Supplied passage START

| name | llm-self-loop |
| description | Restructure Web-UI / human-triggered tasks into CLI + file-output loops the LLM can iterate alone. Open LLM-side observability — structured logs, file dumps, addressable scratchpads. Apply the trap-or-abandon decision: if a step cannot be looped, improve the harness rather than babysit. Trigger when the user mentions iterative grunt-work, "I have to push a button in a web UI to trigger this", monitoring dashboards, designing Claude-driven automation, or any workflow whose inner loop currently requires a human in the middle. |
The job: turn workflows that need a human in the inner loop into workflows the LLM closes itself. The two halves are removing the trigger gate and opening observability.
Surface the gate first
Before proposing changes, name the trigger gate explicitly:
- What action requires a human right now? (button click, screenshot inspection, terminal interaction, web-form submission)
- What signal does the human provide that the LLM cannot get on its own? (visual confirmation, copy-paste, secret value, eyeball verdict)
- Where does the result go? (chat memory, screenshot, mental note)
Most loops have one or two gates that, removed, collapse the cycle to seconds. Pick the smallest gate first.
Structural fixes
Web-UI trigger → CLI trigger
If the workflow is gated by clicking in a web app, find or build the equivalent CLI command. Webhooks, REST endpoints, gh / aws / gcloud CLI subcommands, internal just targets — anything programmatically invokable. The LLM can then loop without leaving its session.
Stdout-only output → file-based output
If the workflow's result lives in chat memory or a screenshot, redirect to a file the LLM can read back: structured JSON dumps, markdown reports, append-only logs with addressable offsets. Why: file outputs survive compaction, support diff, and are inspectable by future sessions without replaying context.
Dashboards → structured logs
If verification requires eyeballing a Grafana / Datadog dashboard, surface the same metrics through a CLI query (PromQL, Datadog API, log aggregation tail). Anything that produces a pass/fail/warn verdict the LLM can read.
Eyeball verdicts → contract assertions
If the human's role is "looks right to me", encode the criterion as a test, schema, or assertion. The contract becomes the loop's done-criterion (pair with strict-validation-setup for the bootstrap of those gates).
Trap-or-abandon decision
After the structural fixes above, some steps still cannot be made autonomous — they involve genuine human judgment, external compliance, or capability the LLM lacks. For each remaining gate, apply this rule:
- Trap — if the step can be wrapped in a verification-and-iteration loop where the LLM proposes, the human approves once, and the LLM iterates until the contract passes, keep it. The human is at the outer loop, not the inner.

Supplied passage END

◆ **Work order**: In the llm-self-loop page, what three advantages of file outputs are given?

Data for analysis START

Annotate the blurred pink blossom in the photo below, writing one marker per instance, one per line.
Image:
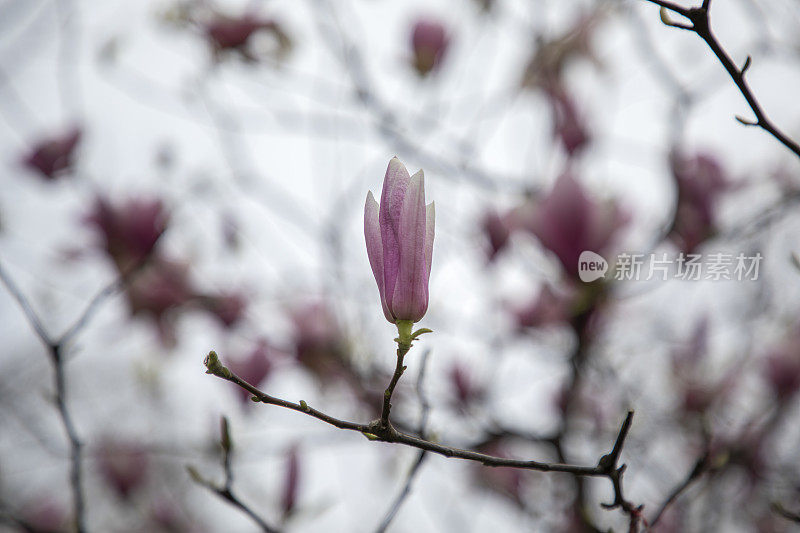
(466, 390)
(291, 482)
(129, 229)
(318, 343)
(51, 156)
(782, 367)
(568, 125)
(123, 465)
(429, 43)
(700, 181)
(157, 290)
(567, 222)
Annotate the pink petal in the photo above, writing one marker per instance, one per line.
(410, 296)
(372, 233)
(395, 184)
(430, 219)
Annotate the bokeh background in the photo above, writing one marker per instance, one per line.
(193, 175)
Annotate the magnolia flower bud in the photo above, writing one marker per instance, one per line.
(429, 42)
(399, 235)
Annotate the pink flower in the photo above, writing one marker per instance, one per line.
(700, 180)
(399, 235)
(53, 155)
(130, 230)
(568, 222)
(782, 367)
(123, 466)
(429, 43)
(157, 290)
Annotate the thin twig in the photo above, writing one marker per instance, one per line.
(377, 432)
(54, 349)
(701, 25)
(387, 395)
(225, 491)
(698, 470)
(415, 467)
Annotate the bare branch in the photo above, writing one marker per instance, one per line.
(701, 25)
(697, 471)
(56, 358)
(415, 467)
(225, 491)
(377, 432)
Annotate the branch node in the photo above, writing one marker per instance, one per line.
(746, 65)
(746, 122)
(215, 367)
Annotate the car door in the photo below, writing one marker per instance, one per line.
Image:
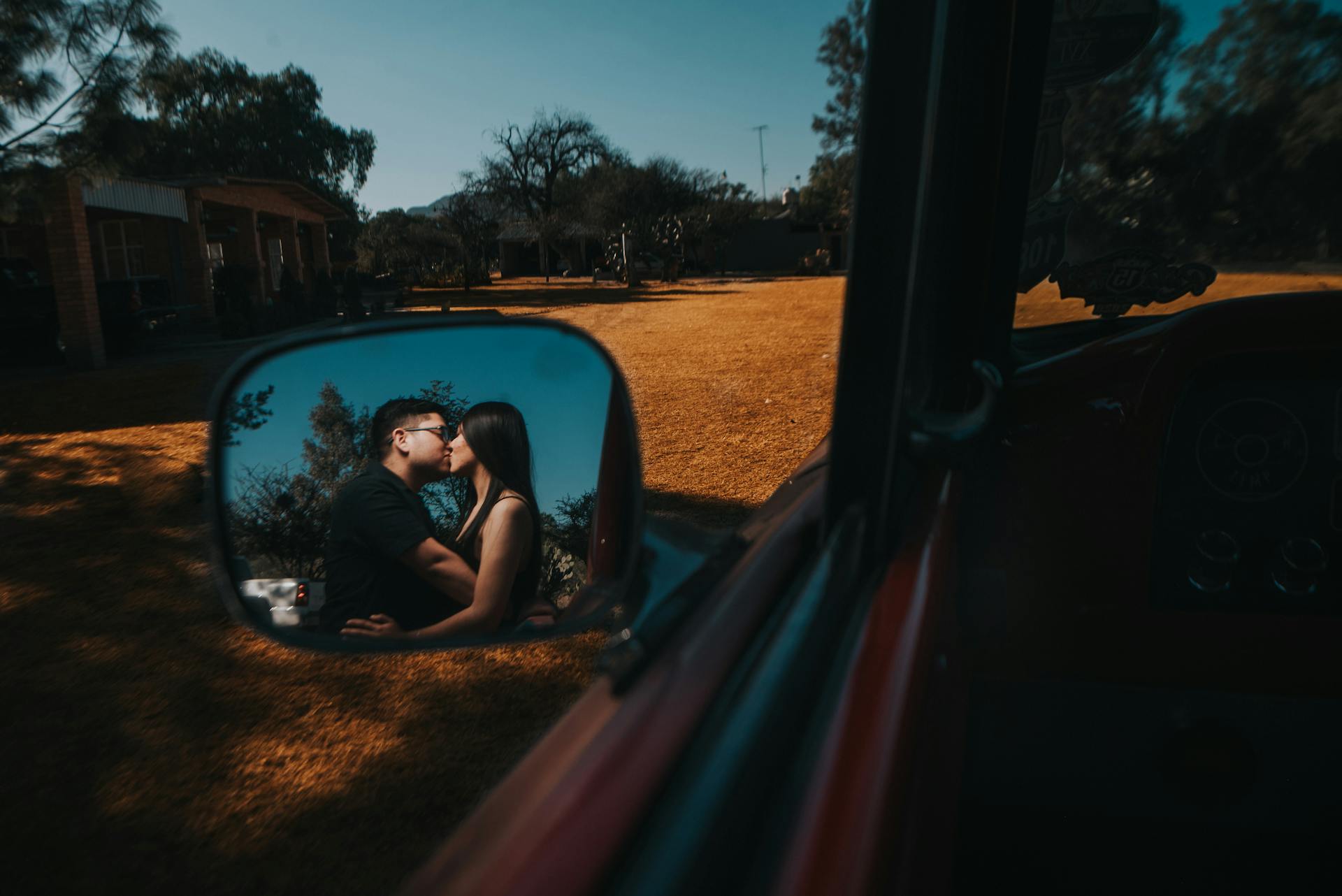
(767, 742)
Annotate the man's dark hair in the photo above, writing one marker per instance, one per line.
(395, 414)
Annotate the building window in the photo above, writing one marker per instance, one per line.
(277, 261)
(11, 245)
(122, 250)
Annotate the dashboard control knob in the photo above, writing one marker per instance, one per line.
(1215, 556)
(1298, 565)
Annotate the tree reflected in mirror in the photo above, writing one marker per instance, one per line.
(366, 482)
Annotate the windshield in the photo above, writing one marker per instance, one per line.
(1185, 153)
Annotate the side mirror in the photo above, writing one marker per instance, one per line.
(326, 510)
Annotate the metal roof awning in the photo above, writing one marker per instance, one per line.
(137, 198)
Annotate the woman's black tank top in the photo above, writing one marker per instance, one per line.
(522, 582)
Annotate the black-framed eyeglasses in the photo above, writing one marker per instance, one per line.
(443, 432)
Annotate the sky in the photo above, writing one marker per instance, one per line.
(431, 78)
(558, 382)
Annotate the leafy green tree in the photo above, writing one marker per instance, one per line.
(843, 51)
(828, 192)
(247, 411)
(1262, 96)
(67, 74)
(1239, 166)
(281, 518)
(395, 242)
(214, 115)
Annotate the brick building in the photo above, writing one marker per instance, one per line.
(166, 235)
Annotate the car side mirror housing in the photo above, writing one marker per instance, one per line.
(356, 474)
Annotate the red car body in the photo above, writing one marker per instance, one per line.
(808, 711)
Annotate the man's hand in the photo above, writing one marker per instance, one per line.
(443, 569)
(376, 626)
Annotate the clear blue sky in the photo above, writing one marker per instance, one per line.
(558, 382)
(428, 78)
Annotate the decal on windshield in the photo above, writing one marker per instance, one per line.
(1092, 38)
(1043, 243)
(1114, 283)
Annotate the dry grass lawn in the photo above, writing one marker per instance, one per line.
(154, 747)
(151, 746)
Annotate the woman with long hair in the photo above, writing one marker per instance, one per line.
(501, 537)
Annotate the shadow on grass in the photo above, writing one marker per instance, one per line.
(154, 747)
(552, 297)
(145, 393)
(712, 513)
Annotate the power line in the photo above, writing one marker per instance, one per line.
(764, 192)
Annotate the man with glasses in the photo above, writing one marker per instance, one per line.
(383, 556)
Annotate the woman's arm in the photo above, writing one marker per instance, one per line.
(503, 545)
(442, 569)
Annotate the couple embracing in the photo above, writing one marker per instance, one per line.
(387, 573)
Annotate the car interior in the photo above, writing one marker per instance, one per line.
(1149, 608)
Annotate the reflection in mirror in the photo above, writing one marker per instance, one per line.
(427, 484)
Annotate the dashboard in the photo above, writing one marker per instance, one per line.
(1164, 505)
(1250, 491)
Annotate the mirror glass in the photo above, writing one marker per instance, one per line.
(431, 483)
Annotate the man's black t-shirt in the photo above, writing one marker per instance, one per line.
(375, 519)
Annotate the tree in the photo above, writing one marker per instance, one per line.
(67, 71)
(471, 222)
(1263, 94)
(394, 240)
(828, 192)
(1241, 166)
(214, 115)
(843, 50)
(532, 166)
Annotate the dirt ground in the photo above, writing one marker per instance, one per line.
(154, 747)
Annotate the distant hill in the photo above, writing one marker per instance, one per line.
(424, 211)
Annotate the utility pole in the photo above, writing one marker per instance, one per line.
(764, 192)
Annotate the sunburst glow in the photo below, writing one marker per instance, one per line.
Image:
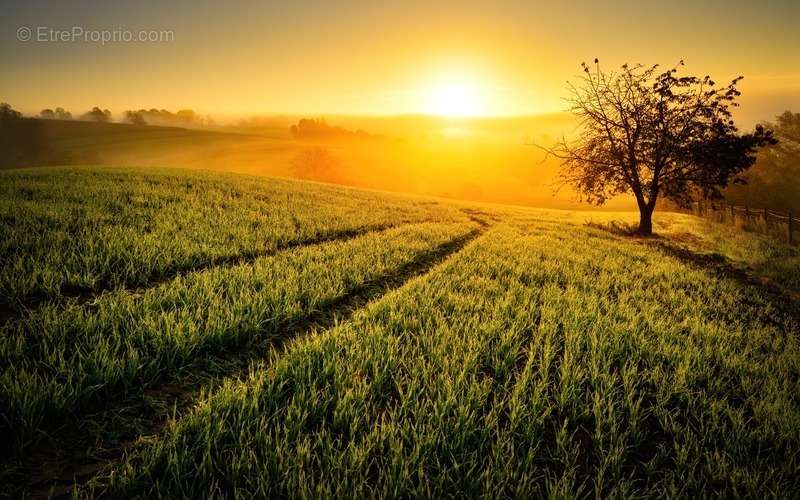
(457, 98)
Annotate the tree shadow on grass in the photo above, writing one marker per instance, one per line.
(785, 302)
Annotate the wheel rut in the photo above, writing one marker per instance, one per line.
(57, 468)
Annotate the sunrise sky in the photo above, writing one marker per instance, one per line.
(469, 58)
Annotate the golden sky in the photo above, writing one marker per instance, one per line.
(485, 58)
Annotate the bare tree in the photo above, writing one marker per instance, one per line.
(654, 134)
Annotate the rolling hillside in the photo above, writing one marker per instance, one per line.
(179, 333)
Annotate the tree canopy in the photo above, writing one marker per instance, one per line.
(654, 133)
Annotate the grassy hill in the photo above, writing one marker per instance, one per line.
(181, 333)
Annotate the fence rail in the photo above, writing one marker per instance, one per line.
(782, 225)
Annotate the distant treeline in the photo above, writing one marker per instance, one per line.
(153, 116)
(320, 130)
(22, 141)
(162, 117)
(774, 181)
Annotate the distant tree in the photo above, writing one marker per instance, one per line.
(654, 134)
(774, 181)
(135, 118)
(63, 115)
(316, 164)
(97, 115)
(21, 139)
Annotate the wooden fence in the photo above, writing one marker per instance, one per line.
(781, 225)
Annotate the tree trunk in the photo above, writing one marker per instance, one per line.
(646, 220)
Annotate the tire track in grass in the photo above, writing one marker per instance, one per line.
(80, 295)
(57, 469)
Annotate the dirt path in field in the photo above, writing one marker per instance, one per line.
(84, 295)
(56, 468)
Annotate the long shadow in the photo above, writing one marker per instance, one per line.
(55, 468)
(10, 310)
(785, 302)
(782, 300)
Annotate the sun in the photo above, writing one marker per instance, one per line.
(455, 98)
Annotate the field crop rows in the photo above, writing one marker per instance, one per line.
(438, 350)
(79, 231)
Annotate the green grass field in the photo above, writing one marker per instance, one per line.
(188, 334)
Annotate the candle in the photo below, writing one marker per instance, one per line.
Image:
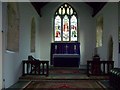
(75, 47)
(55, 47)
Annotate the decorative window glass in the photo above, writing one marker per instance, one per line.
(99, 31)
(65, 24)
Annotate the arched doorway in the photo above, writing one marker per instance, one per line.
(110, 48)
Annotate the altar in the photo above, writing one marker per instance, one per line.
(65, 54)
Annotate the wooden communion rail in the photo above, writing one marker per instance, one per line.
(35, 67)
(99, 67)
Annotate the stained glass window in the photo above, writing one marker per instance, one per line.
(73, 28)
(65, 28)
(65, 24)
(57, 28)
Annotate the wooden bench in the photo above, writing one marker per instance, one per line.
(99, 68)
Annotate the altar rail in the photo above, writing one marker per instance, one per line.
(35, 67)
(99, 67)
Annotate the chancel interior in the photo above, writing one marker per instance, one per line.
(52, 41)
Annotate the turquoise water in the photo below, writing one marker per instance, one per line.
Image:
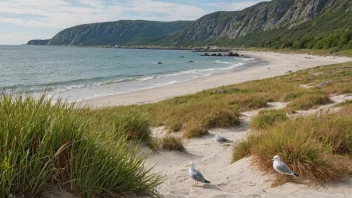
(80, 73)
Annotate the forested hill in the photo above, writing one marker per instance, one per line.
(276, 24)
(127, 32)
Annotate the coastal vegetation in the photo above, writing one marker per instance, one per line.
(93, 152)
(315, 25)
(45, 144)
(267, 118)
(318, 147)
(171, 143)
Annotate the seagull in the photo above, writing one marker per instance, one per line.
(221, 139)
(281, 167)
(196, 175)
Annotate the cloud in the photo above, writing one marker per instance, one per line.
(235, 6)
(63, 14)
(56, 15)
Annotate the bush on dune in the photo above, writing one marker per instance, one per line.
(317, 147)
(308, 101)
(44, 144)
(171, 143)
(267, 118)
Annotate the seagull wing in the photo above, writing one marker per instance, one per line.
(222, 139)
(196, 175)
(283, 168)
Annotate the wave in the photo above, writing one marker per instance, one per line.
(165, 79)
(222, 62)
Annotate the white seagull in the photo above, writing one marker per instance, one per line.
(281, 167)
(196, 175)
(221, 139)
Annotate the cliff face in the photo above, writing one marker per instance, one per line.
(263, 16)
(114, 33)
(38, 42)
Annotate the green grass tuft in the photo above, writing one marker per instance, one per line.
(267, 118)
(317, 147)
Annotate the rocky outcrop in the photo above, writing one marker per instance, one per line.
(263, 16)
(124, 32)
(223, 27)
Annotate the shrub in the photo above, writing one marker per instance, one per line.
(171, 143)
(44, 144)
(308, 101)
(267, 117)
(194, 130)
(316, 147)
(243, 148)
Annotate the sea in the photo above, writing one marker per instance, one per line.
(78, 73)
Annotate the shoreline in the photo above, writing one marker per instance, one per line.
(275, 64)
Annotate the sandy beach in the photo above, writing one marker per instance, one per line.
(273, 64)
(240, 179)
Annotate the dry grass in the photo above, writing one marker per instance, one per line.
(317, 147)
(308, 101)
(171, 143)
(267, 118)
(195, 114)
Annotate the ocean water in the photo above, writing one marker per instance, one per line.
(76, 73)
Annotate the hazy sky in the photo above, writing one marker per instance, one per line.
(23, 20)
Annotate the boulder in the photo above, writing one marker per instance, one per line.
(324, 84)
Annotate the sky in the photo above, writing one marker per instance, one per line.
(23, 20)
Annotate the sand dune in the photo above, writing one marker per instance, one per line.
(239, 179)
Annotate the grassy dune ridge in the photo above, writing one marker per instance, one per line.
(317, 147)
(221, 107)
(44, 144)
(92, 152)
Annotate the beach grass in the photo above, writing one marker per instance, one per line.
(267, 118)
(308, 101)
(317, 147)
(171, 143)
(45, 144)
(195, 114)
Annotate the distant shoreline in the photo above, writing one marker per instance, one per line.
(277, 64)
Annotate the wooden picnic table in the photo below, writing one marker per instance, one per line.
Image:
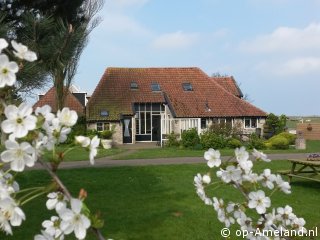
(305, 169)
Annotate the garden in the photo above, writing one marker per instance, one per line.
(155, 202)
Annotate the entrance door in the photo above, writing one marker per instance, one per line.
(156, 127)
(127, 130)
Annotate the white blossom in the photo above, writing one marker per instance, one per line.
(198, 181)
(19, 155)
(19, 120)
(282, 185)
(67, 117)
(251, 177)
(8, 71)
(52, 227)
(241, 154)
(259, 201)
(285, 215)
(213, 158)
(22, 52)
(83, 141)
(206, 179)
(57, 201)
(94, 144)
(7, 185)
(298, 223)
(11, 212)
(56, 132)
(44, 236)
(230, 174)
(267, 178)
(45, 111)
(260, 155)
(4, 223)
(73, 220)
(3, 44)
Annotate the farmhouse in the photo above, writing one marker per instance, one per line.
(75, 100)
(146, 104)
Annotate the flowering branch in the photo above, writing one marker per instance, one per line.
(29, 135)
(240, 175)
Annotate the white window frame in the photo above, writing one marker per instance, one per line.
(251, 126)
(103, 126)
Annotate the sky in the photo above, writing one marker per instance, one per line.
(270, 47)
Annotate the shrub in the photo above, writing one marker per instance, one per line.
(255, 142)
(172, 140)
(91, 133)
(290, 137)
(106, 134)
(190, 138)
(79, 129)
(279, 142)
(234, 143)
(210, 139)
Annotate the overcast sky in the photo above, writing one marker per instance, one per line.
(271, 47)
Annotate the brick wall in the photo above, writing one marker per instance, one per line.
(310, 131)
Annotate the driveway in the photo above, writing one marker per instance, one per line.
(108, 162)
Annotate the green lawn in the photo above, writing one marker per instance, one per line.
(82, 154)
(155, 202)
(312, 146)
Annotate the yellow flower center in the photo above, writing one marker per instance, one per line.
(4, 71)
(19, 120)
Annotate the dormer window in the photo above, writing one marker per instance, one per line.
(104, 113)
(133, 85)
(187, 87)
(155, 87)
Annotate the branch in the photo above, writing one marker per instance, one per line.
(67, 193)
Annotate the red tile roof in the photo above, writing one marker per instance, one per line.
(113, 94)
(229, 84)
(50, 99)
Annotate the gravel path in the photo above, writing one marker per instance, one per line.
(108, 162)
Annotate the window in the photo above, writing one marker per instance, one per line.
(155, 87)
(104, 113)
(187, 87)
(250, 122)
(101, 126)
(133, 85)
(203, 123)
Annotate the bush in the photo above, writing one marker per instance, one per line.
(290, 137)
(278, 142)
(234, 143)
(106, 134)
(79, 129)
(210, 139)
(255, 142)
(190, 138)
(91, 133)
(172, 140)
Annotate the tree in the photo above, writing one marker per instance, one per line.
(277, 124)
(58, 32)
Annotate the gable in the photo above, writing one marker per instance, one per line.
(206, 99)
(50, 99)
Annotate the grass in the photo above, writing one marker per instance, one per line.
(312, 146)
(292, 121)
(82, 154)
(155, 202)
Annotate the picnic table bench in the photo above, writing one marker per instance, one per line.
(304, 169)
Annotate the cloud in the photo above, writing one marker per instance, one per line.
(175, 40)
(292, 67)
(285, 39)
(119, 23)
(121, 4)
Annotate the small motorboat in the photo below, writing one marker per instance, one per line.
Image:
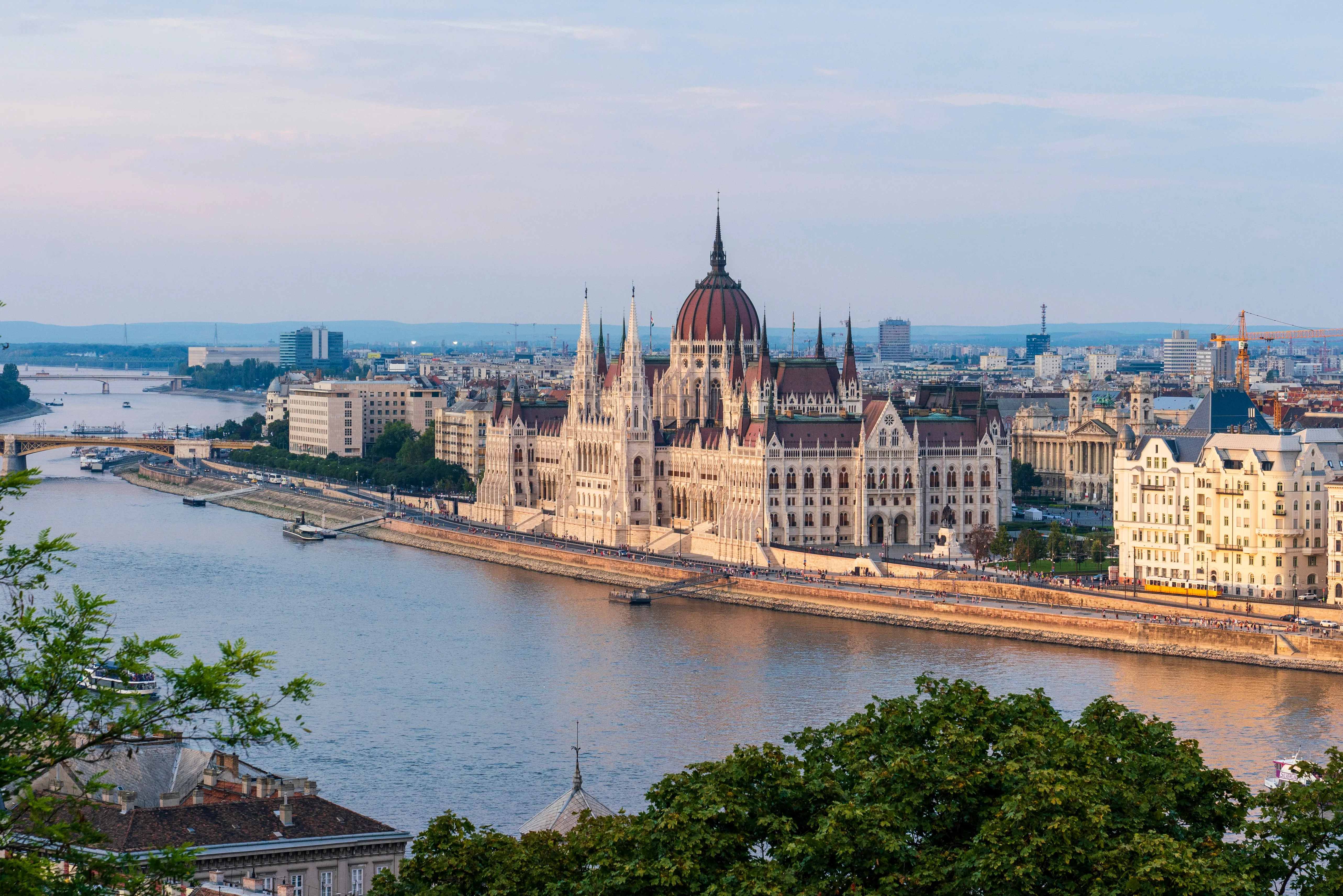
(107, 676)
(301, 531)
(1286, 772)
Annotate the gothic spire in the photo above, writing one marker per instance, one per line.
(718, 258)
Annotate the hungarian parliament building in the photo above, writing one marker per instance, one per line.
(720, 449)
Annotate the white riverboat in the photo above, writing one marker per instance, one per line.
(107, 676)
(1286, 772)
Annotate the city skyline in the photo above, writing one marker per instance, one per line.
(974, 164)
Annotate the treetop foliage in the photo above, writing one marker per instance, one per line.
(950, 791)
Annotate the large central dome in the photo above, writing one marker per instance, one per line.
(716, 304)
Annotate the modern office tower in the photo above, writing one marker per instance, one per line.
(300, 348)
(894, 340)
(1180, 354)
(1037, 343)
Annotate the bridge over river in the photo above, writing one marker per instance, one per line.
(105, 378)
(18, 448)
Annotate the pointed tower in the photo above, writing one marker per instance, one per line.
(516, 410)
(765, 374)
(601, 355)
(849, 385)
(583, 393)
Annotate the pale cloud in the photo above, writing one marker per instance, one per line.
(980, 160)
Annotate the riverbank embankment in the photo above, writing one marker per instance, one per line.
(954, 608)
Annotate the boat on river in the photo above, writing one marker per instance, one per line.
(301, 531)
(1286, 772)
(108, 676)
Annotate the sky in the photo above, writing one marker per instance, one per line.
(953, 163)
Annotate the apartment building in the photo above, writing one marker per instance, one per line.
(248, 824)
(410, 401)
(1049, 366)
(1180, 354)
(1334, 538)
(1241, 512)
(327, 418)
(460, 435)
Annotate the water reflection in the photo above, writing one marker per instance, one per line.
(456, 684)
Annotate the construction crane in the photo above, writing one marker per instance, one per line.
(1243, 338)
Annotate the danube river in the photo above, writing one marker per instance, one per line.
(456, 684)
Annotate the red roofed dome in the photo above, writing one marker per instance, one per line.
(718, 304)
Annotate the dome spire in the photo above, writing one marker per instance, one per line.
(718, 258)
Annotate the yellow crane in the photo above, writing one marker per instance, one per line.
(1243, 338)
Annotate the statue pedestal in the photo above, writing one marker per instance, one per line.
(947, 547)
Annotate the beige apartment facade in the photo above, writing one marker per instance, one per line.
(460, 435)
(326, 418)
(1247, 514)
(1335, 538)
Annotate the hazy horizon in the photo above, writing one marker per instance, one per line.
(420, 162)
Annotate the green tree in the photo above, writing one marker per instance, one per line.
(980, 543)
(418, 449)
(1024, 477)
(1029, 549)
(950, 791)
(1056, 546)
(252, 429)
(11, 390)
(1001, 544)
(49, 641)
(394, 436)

Data for analysis END

◆ **Response to this task**: File outputs survive compaction, support diff, and can be inspected by future sessions without replaying context.